Kaggle: Tweet Sentiment Extraction 方法总结 Part 2/2: 金牌思路总结

最新推荐文章于 2021-03-07 14:19:27 发布

Jay_Tang

最新推荐文章于 2021-03-07 14:19:27 发布

阅读量1.1k

点赞数 5

分类专栏：比赛/项目经验分享文章标签：自然语言处理 tensorflow pytorch

本文链接：https://blog.csdn.net/Jay_Tang/article/details/107059971

版权

文章目录

往期文章目录链接

Note

This post is the second part of overall summarization of the competition. The first half is here.

Noteworthy ideas in 1st place solution

Idea

First step:

Use transformers to extract token level start and end probabilities.

Second step:

Feed these probabilities to a character level model. This step gives the team a huge improve on the final score since it handled the “noise” in the data properly.

Last step:

Ensemble.

Second level models Architectures

The following three Char-NN architectures uses character-level probabilities as input. The first level models output token-level probabilities and the following code convert token-level probabilities to character-level probabilities. The idea in the following cide is to assigning each character the probability of the corresponding token.

def token_level_to_char_level(text, offsets, preds):
    probas_char = np.zeros(len(text))
    for i, offset in enumerate(offsets):
        if offset[0] or offset[1]: # remove padding and sentiment
            probas_char[offset[0]:offset[1]] = preds[i]
    
    return probas_char

Things you need to know for nn.Embedding

The following architectures all train the embedding from scratch. Here we want to shortly discuss how nn.Embedding works.

nn.Embedding holds a Tensor of dimension (vocab_size, vector_size), i.e., of (the size of the vocabulary, the dimension of each vector embedding), and a method that does the lookup. When you create an embedding layer, the Tensor is initialised randomly.

You can also add pretrained weights with the command nn.Embedding.from_pretrained(weight).
----
Directive 1: Please convert the entries into a JSON list of strings, one string per line, with blank lines omitted. Begin at the line that has "Where can you see the air" and stop after the line that has "[[357, 233]]".
The competition write-up and the entries are unrelated.
----
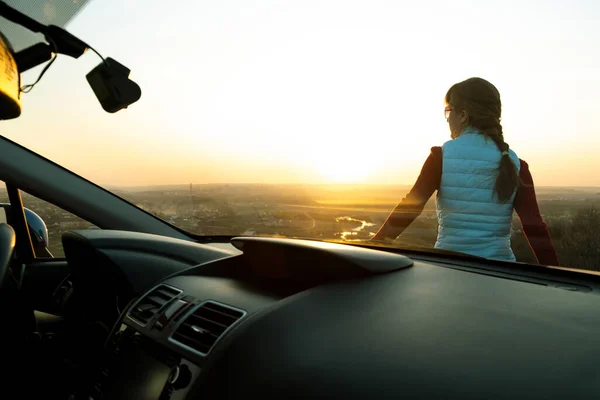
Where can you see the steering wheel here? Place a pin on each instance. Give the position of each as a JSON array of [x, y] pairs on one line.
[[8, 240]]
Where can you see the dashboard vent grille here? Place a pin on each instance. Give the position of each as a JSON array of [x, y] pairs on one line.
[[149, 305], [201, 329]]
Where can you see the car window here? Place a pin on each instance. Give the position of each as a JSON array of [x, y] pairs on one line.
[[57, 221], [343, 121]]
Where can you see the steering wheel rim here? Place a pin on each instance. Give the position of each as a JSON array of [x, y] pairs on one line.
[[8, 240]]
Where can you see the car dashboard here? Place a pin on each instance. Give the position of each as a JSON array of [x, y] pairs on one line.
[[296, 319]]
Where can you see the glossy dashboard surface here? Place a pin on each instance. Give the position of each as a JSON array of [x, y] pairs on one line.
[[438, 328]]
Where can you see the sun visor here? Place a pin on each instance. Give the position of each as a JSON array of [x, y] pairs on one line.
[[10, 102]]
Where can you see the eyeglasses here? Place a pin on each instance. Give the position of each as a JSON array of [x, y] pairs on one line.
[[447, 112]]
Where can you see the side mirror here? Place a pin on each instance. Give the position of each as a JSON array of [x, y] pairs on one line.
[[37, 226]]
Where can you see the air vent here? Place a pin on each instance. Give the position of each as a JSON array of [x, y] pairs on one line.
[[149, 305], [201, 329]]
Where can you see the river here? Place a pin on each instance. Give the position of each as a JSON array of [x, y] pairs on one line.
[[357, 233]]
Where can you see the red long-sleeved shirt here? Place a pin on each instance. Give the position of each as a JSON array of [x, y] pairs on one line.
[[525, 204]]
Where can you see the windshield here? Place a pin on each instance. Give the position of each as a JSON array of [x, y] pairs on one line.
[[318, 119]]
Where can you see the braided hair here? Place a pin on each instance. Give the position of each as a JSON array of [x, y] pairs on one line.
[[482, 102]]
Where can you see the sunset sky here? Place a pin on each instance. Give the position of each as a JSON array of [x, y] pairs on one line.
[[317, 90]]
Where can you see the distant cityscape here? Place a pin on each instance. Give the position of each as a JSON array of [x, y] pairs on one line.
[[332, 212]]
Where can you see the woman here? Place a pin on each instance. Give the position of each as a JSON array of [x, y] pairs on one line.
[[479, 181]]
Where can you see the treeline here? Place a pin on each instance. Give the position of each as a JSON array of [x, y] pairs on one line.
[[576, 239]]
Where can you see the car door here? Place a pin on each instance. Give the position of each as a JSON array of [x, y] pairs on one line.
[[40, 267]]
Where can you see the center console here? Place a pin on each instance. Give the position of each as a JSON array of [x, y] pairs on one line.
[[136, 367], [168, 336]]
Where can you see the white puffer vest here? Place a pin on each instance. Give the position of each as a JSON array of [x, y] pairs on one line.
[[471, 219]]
----
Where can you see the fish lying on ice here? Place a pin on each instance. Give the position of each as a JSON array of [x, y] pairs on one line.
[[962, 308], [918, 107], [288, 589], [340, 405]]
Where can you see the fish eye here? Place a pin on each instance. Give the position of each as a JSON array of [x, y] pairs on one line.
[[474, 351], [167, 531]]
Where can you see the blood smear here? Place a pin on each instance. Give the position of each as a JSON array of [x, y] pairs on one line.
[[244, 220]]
----
Directive 2: Copy out the whole competition write-up word for word.

Complete answer 1:
[
  "Where can you see the air vent here? Place a pin on each instance. Give the position of each as a JSON array of [x, y] pairs on one line.",
  "[[149, 305], [201, 329]]",
  "Where can you see the river here? Place a pin on each instance. Give the position of each as a JSON array of [x, y] pairs on one line.",
  "[[357, 233]]"
]

Complete answer 2:
Kaggle: Tweet Sentiment Extraction 方法总结 Part 2/2: 金牌思路总结

最新推荐文章于 2021-03-07 14:19:27 发布

Jay_Tang

最新推荐文章于 2021-03-07 14:19:27 发布

阅读量1.1k

点赞数 5

分类专栏：比赛/项目经验分享文章标签：自然语言处理 tensorflow pytorch

本文链接：https://blog.csdn.net/Jay_Tang/article/details/107059971

版权

文章目录

往期文章目录链接

Note

This post is the second part of overall summarization of the competition. The first half is here.

Noteworthy ideas in 1st place solution

Idea

First step:

Use transformers to extract token level start and end probabilities.

Second step:

Feed these probabilities to a character level model. This step gives the team a huge improve on the final score since it handled the “noise” in the data properly.

Last step:

Ensemble.

Second level models Architectures

The following three Char-NN architectures uses character-level probabilities as input. The first level models output token-level probabilities and the following code convert token-level probabilities to character-level probabilities. The idea in the following cide is to assigning each character the probability of the corresponding token.

def token_level_to_char_level(text, offsets, preds):
    probas_char = np.zeros(len(text))
    for i, offset in enumerate(offsets):
        if offset[0] or offset[1]: # remove padding and sentiment
            probas_char[offset[0]:offset[1]] = preds[i]
    
    return probas_char

Things you need to know for nn.Embedding

The following architectures all train the embedding from scratch. Here we want to shortly discuss how nn.Embedding works.

nn.Embedding holds a Tensor of dimension (vocab_size, vector_size), i.e., of (the size of the vocabulary, the dimension of each vector embedding), and a method that does the lookup. When you create an embedding layer, the Tensor is initialised randomly.

You can also add pretrained weights with the command nn.Embedding.from_pretrained(weight).